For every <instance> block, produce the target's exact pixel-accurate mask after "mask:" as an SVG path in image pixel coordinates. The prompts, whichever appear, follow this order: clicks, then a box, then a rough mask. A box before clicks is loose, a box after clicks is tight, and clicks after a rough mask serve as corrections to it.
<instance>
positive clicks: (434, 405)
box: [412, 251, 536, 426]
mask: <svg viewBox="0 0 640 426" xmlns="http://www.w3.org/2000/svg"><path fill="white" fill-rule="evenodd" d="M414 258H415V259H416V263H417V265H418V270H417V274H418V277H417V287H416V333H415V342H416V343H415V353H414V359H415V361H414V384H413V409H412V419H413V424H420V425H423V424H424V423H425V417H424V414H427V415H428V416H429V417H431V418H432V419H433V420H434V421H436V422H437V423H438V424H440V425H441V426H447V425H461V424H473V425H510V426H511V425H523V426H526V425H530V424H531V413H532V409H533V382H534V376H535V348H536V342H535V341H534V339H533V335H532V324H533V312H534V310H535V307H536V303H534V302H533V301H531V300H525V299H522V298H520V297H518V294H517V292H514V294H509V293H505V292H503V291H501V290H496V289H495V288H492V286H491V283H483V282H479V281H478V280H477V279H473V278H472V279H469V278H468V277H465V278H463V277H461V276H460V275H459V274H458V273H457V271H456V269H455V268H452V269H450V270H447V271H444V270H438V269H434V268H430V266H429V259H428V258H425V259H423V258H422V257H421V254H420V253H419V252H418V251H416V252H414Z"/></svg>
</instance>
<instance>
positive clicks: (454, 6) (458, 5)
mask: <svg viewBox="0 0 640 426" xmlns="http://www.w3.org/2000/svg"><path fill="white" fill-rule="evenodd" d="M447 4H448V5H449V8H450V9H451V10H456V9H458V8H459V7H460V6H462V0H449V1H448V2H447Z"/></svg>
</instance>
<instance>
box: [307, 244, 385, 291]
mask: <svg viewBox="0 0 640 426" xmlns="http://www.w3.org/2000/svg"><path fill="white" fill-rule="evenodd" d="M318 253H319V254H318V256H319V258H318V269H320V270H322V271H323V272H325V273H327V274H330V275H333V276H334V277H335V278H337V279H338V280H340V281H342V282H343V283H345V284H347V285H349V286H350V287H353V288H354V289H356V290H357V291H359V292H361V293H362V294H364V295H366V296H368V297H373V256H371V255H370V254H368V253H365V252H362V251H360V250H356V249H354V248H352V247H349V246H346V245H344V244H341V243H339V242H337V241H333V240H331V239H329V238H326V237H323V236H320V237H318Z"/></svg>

————

WORK REQUEST: The lines above need to be restated word for word, all of them.

FINAL ANSWER:
For every <instance> block, produce the target's exact pixel-accurate mask after "mask:" as an SVG path in image pixel coordinates. The prompts, whichever appear, follow this order: clicks, then a box, then a rough mask. A box before clicks is loose, a box after clicks is tight, and clicks after a rough mask serve as corrections to it.
<instance>
positive clicks: (434, 405)
box: [412, 251, 536, 426]
mask: <svg viewBox="0 0 640 426" xmlns="http://www.w3.org/2000/svg"><path fill="white" fill-rule="evenodd" d="M414 258H415V259H416V263H417V265H418V270H417V274H418V277H417V287H416V333H415V342H416V343H415V353H414V359H415V361H414V384H413V409H412V419H413V424H420V425H423V424H424V423H425V417H424V414H427V415H428V416H429V417H431V418H432V419H433V420H434V421H436V422H437V423H438V424H440V425H441V426H447V425H461V424H473V425H510V426H511V425H523V426H526V425H530V424H531V413H532V409H533V382H534V376H535V348H536V342H535V341H534V339H533V335H532V324H533V312H534V310H535V307H536V303H534V302H533V301H531V300H525V299H522V298H520V297H518V294H517V292H514V294H509V293H505V292H503V291H501V290H496V289H495V288H492V286H491V283H483V282H479V281H478V280H477V279H473V278H472V279H469V278H468V277H465V278H463V277H461V276H460V275H459V274H458V273H457V271H456V269H455V268H452V269H450V270H447V271H444V270H438V269H434V268H430V266H429V259H428V258H425V259H423V258H422V257H421V254H420V253H419V252H418V251H416V252H414Z"/></svg>
</instance>
<instance>
positive clicks: (454, 6) (458, 5)
mask: <svg viewBox="0 0 640 426" xmlns="http://www.w3.org/2000/svg"><path fill="white" fill-rule="evenodd" d="M447 4H448V5H449V8H450V9H451V10H456V9H458V8H459V7H460V6H462V0H449V1H448V2H447Z"/></svg>
</instance>
<instance>
box: [307, 244, 385, 291]
mask: <svg viewBox="0 0 640 426" xmlns="http://www.w3.org/2000/svg"><path fill="white" fill-rule="evenodd" d="M318 253H319V254H318V256H319V258H318V269H320V270H322V271H323V272H325V273H327V274H330V275H333V276H334V277H335V278H337V279H338V280H340V281H342V282H343V283H345V284H347V285H349V286H350V287H353V288H354V289H356V290H357V291H359V292H361V293H362V294H364V295H366V296H368V297H373V256H371V255H370V254H368V253H365V252H362V251H360V250H356V249H354V248H352V247H349V246H346V245H344V244H341V243H339V242H337V241H333V240H331V239H329V238H326V237H323V236H320V237H318Z"/></svg>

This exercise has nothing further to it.